■ Consigne 1
D'après le texte source, à quelle date la commission des requêtes de la Cour de Justice de la République a-t-elle rejeté la saisine ?
■ Consigne 2
Traduisez en anglais, s'il vous plaît, cette phrase du texte source : « Nous restons persuadés qu’avec sa vérité, M. Le Maire a certainement les clés pour débloquer la situation. »

■ Texte source
Cette commission sénatoriale a été suivie par une commission d’enquête, présidée par M. Coquerel, qui ne semble pas pressée du tout de faire son ouvrage. Les présidents militants ont parfois des préventions inexpliquées face à certains évènements. Il est plus important d’aller visiter l’ancien terroriste antisémite Abdallah en prison.
En conscience nous avons estimé que le comportement de Mme Borne, MM. Attal et Le Maire étaient coupables. Donc nous avons saisi, le 16 décembre 2024, arguments à l’appui, sur la base de l’art. 68-2 C, la commission des requêtes de la Cour de Justice de la République. Sans répondre à aucun de nos arguments, celle-ci a rejeté notre saisine le 23 janvier 2025. Et pourtant nous persistons à penser que ces personnalités se sont rendues coupables d’un certain nombre de fautes (de nature délictuelle ?) dans la gestion budgétaire de notre pays lorsqu’elles en avaient la charge. Il n’est nul besoin de notre modeste recours pour démontrer que cette Cour est aussi unique qu’inique. Là aussi Emmanuel Macron avait annoncé sa suppression. Là encore il s’est renié en n’en parlant plus. Mais il est vrai qu’il ne fallait pas la toucher, elle qui allait laver de tout soupçon son Garde des Sceaux, Dupond-Moretti.
Nous restons persuadés qu’avec sa vérité, M. Le Maire a certainement les clés pour débloquer la situation. Mais comme chantait l’immense Brel,
… Faut vous dire, Monsieur
Que chez ces gens-là
On n’cause pas, Monsieur
On n’cause pas
On compte
Pour finir rappelons que le rapport 2025 de la Cour des Comptes met clairement en exergue une dérive budgétaire que l’on n’avait encore jamais vu, on l’a dit. Lorsqu’on réfléchit bien, le chef d’orchestre de ce fiasco n’est autre que l’actuel locataire de l’Elysée. On l’a vu plus haut, le dérapage débute véritablement avec sa gestion dispendieuse du Covid. Cette dernière n’eut d’égale que la dictature sanitaire qu’il a mise inutilement en place. Tous les experts sensés se rejoignent là-dessus quatre ans après.

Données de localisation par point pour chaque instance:

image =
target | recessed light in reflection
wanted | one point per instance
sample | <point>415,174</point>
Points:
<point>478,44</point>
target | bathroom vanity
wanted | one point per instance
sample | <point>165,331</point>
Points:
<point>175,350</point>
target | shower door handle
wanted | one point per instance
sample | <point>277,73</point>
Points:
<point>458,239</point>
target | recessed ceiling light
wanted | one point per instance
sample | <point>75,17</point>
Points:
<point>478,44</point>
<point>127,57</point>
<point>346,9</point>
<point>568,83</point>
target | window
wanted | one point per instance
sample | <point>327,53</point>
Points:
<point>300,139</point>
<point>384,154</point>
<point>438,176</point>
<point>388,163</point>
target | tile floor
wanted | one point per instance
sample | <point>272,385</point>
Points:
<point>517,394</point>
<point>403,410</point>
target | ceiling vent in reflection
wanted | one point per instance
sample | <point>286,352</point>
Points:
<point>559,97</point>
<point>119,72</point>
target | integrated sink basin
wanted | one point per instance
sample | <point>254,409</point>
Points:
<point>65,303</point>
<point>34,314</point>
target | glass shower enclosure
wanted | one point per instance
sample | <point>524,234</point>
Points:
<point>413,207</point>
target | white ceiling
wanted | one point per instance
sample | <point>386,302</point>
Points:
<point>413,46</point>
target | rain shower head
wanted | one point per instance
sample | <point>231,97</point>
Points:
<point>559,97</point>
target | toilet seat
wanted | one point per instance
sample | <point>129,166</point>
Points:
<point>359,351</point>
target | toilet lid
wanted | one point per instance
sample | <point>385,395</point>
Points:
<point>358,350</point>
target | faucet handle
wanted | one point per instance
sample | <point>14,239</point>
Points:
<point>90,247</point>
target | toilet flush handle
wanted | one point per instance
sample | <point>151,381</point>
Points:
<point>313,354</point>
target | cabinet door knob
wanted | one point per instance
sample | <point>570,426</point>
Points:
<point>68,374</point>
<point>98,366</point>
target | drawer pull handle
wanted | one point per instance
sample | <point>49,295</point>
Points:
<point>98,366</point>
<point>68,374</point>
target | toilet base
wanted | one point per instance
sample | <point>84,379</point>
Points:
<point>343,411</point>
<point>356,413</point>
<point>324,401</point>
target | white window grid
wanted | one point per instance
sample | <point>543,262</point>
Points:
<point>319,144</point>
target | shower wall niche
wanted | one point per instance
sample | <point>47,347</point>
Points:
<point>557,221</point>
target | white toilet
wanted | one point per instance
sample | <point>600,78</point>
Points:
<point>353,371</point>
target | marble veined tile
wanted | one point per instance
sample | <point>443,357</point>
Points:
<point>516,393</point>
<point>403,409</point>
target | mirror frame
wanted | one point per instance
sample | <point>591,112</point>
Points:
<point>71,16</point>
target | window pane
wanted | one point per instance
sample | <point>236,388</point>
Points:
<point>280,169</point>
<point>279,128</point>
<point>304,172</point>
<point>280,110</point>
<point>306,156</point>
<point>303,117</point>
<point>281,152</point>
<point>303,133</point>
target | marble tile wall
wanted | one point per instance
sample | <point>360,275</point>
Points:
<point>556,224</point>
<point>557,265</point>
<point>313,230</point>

■ Votre réponse 1
Le 23 janvier 2025.

■ Votre réponse 2
We remain convinced that, with his truth, Mr. Le Maire certainly holds the keys to breaking the deadlock.